Extracted data entries
.....

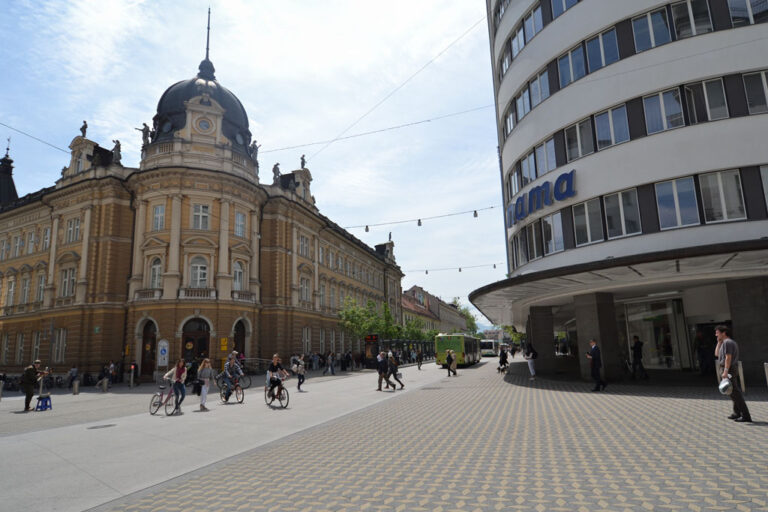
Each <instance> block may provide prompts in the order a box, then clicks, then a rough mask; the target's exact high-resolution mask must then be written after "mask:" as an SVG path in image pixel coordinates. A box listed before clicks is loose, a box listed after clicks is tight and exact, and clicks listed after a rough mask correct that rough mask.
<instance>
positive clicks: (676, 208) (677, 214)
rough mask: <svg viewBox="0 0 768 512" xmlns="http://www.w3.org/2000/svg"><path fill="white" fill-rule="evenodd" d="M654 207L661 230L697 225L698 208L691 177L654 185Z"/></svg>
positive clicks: (697, 205) (659, 183) (695, 196)
mask: <svg viewBox="0 0 768 512" xmlns="http://www.w3.org/2000/svg"><path fill="white" fill-rule="evenodd" d="M656 207H657V209H658V211H659V226H660V227H661V229H662V230H663V229H673V228H679V227H684V226H693V225H696V224H699V223H700V222H699V208H698V201H697V200H696V188H695V186H694V183H693V178H692V177H690V176H689V177H687V178H679V179H676V180H670V181H662V182H660V183H656Z"/></svg>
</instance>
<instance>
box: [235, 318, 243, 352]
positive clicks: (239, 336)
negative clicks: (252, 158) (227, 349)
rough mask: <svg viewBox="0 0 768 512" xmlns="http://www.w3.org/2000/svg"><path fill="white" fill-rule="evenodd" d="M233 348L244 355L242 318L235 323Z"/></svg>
mask: <svg viewBox="0 0 768 512" xmlns="http://www.w3.org/2000/svg"><path fill="white" fill-rule="evenodd" d="M234 345H235V350H237V353H238V354H243V355H245V324H244V323H243V321H242V320H239V321H238V322H237V323H236V324H235V340H234Z"/></svg>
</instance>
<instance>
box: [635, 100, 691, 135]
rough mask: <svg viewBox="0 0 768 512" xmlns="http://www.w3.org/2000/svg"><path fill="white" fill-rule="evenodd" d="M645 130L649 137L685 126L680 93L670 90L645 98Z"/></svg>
mask: <svg viewBox="0 0 768 512" xmlns="http://www.w3.org/2000/svg"><path fill="white" fill-rule="evenodd" d="M643 109H644V111H645V128H646V130H647V132H648V135H650V134H652V133H658V132H662V131H664V130H671V129H673V128H679V127H680V126H684V125H685V119H683V106H682V103H681V102H680V91H679V90H678V89H669V90H668V91H663V92H660V93H658V94H654V95H652V96H646V97H644V98H643Z"/></svg>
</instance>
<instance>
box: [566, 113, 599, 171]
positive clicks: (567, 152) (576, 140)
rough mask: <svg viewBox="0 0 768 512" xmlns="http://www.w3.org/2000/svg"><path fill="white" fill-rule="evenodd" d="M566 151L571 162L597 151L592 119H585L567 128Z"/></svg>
mask: <svg viewBox="0 0 768 512" xmlns="http://www.w3.org/2000/svg"><path fill="white" fill-rule="evenodd" d="M565 151H566V155H567V157H568V161H569V162H570V161H572V160H576V159H577V158H581V157H582V156H585V155H589V154H590V153H593V152H594V151H595V145H594V143H593V140H592V121H591V120H590V119H585V120H583V121H581V122H580V123H577V124H575V125H573V126H569V127H568V128H566V129H565Z"/></svg>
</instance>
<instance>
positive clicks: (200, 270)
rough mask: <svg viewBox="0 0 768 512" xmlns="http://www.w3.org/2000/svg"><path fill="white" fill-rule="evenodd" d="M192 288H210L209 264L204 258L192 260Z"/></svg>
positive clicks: (191, 279)
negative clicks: (208, 265) (209, 283)
mask: <svg viewBox="0 0 768 512" xmlns="http://www.w3.org/2000/svg"><path fill="white" fill-rule="evenodd" d="M190 276H191V277H190V282H189V286H190V288H207V287H208V262H207V261H206V259H205V258H203V257H202V256H195V257H194V258H192V263H191V264H190Z"/></svg>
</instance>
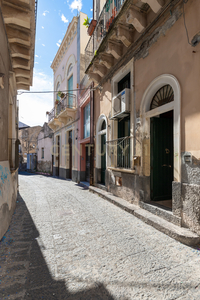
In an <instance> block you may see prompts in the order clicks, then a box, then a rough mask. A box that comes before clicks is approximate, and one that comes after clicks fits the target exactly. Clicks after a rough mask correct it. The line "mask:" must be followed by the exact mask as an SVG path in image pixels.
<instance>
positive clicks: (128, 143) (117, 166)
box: [107, 136, 131, 169]
mask: <svg viewBox="0 0 200 300" xmlns="http://www.w3.org/2000/svg"><path fill="white" fill-rule="evenodd" d="M130 141H131V137H130V136H126V137H122V138H119V139H116V140H113V141H108V142H107V149H108V156H109V167H114V168H125V169H130V168H131V162H130Z"/></svg>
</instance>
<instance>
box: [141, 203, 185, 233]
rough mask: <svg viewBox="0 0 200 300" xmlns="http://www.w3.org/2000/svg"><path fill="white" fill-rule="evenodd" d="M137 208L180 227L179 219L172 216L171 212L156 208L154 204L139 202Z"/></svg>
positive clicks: (180, 223)
mask: <svg viewBox="0 0 200 300" xmlns="http://www.w3.org/2000/svg"><path fill="white" fill-rule="evenodd" d="M139 206H140V207H141V208H143V209H144V210H148V211H149V212H150V213H152V214H153V215H156V216H158V217H161V218H162V219H165V220H166V221H168V222H170V223H173V224H174V225H177V226H179V227H181V218H180V217H177V216H175V215H173V213H172V212H171V211H169V210H165V209H164V208H161V207H158V206H156V205H154V204H151V203H148V202H146V203H145V202H142V201H140V202H139Z"/></svg>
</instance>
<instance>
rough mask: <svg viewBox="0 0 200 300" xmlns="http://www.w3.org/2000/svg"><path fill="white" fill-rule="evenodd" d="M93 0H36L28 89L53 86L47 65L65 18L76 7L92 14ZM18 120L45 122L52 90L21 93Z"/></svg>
mask: <svg viewBox="0 0 200 300" xmlns="http://www.w3.org/2000/svg"><path fill="white" fill-rule="evenodd" d="M92 4H93V0H38V9H37V24H36V40H35V64H34V76H33V86H32V87H31V89H30V90H31V91H44V90H53V70H52V69H51V68H50V66H51V62H52V61H53V59H54V57H55V55H56V53H57V51H58V48H59V45H60V43H61V41H62V39H63V37H64V35H65V32H66V30H67V27H68V25H69V22H70V21H71V20H72V18H73V17H74V16H76V15H77V7H78V9H79V10H81V11H82V12H84V13H86V14H87V15H88V16H89V18H92ZM18 99H19V120H20V121H21V122H23V123H26V124H27V125H30V126H35V125H43V123H44V122H47V117H46V111H49V110H51V109H52V108H53V95H52V94H22V95H20V96H18Z"/></svg>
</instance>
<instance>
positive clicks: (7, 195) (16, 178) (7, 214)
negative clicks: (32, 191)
mask: <svg viewBox="0 0 200 300" xmlns="http://www.w3.org/2000/svg"><path fill="white" fill-rule="evenodd" d="M17 177H18V172H17V171H16V172H14V173H12V174H11V173H10V167H9V162H8V161H1V162H0V240H1V238H2V237H3V235H4V233H5V232H6V231H7V229H8V227H9V225H10V221H11V217H12V215H13V212H14V210H15V205H16V198H17Z"/></svg>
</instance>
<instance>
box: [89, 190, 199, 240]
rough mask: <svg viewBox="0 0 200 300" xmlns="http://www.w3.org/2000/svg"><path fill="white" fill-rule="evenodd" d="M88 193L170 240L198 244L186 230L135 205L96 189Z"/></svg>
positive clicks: (198, 236) (107, 192)
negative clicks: (164, 219)
mask: <svg viewBox="0 0 200 300" xmlns="http://www.w3.org/2000/svg"><path fill="white" fill-rule="evenodd" d="M89 191H90V192H92V193H95V194H97V195H99V196H101V197H102V198H104V199H106V200H108V201H109V202H111V203H113V204H115V205H116V206H118V207H120V208H122V209H123V210H125V211H127V212H128V213H131V214H132V215H134V216H135V217H137V218H139V219H140V220H142V221H143V222H145V223H146V224H148V225H151V226H153V227H154V228H155V229H157V230H159V231H161V232H163V233H165V234H167V235H168V236H170V237H171V238H173V239H175V240H177V241H179V242H181V243H183V244H186V245H188V246H194V245H197V244H199V243H200V236H199V235H197V234H196V233H194V232H192V231H190V230H189V229H187V228H184V227H180V226H177V225H175V224H173V223H170V222H168V221H167V220H164V219H163V218H161V217H159V216H157V215H154V214H153V213H151V212H149V211H147V210H145V209H143V208H141V207H139V206H137V205H135V204H131V203H129V202H128V201H126V200H124V199H122V198H119V197H116V196H114V195H113V194H111V193H109V192H106V191H104V190H102V189H99V188H97V187H94V186H90V187H89Z"/></svg>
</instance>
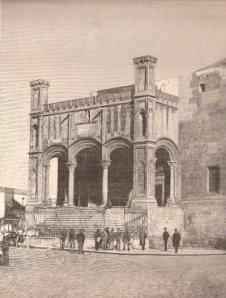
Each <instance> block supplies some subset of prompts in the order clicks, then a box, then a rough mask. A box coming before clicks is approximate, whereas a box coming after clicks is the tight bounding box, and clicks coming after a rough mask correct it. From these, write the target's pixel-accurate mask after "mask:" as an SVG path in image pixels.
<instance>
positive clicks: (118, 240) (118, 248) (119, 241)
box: [115, 228, 122, 250]
mask: <svg viewBox="0 0 226 298" xmlns="http://www.w3.org/2000/svg"><path fill="white" fill-rule="evenodd" d="M121 238H122V233H121V231H120V229H119V228H117V232H116V235H115V239H116V249H117V250H121Z"/></svg>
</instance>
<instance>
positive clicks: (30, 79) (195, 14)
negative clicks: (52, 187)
mask: <svg viewBox="0 0 226 298" xmlns="http://www.w3.org/2000/svg"><path fill="white" fill-rule="evenodd" d="M225 35H226V1H151V0H150V1H142V0H139V1H135V0H131V1H124V0H121V1H118V0H114V1H113V0H109V1H103V0H100V1H98V0H92V1H91V0H83V1H76V0H74V1H72V0H64V1H60V0H42V1H41V0H2V9H1V40H0V100H1V108H0V138H1V139H0V185H1V186H7V187H15V188H20V189H26V188H27V180H28V154H27V153H28V143H29V112H30V87H29V82H30V81H31V80H34V79H38V78H42V79H46V80H49V81H50V89H49V102H55V101H60V100H67V99H72V98H76V97H81V96H88V95H89V93H90V92H93V91H96V90H99V89H104V88H110V87H116V86H121V85H129V84H133V81H134V68H133V63H132V59H133V58H134V57H138V56H142V55H148V54H149V55H152V56H155V57H157V58H158V64H157V69H156V79H157V80H160V79H169V78H174V77H177V76H179V75H181V74H186V73H190V72H192V71H194V70H196V69H199V68H201V67H203V66H206V65H208V64H211V63H213V62H215V61H217V60H219V59H222V58H224V57H225V56H226V36H225Z"/></svg>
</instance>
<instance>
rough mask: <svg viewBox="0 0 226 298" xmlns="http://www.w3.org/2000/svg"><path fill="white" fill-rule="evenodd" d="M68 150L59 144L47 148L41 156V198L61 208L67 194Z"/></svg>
mask: <svg viewBox="0 0 226 298" xmlns="http://www.w3.org/2000/svg"><path fill="white" fill-rule="evenodd" d="M67 160H68V150H67V148H66V147H65V146H63V145H61V144H54V145H51V146H49V147H48V148H47V149H46V150H45V151H44V152H43V154H42V158H41V163H40V165H41V172H42V175H41V177H42V183H41V185H42V197H43V198H44V200H49V199H51V200H52V201H54V202H55V203H54V204H56V205H59V206H62V205H63V204H64V201H65V200H67V192H68V168H67Z"/></svg>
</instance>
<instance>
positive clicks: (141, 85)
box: [138, 67, 146, 91]
mask: <svg viewBox="0 0 226 298" xmlns="http://www.w3.org/2000/svg"><path fill="white" fill-rule="evenodd" d="M145 89H146V68H145V67H140V68H138V90H139V91H143V90H145Z"/></svg>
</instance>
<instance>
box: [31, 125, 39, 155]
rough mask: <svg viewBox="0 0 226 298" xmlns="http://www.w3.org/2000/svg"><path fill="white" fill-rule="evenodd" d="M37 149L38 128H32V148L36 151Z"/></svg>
mask: <svg viewBox="0 0 226 298" xmlns="http://www.w3.org/2000/svg"><path fill="white" fill-rule="evenodd" d="M37 147H38V126H37V125H33V126H32V148H33V149H37Z"/></svg>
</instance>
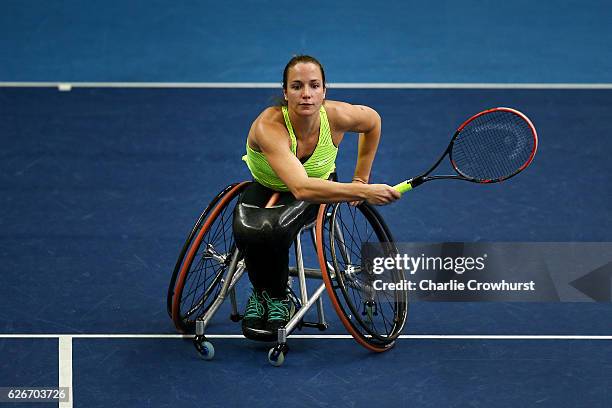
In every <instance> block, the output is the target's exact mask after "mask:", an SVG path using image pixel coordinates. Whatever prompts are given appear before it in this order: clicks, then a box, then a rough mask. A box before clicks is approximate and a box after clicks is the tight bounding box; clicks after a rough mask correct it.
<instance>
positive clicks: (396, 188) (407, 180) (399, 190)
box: [393, 180, 412, 194]
mask: <svg viewBox="0 0 612 408" xmlns="http://www.w3.org/2000/svg"><path fill="white" fill-rule="evenodd" d="M410 181H411V180H404V181H402V182H401V183H399V184H396V185H394V186H393V188H394V189H396V190H397V191H399V192H400V193H402V194H404V193H405V192H407V191H410V190H412V184H411V183H410Z"/></svg>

.....

__Assigned task__. How many of the lines above contain the word "negative"? Reply with the number only.

__Answer for this exercise__. 5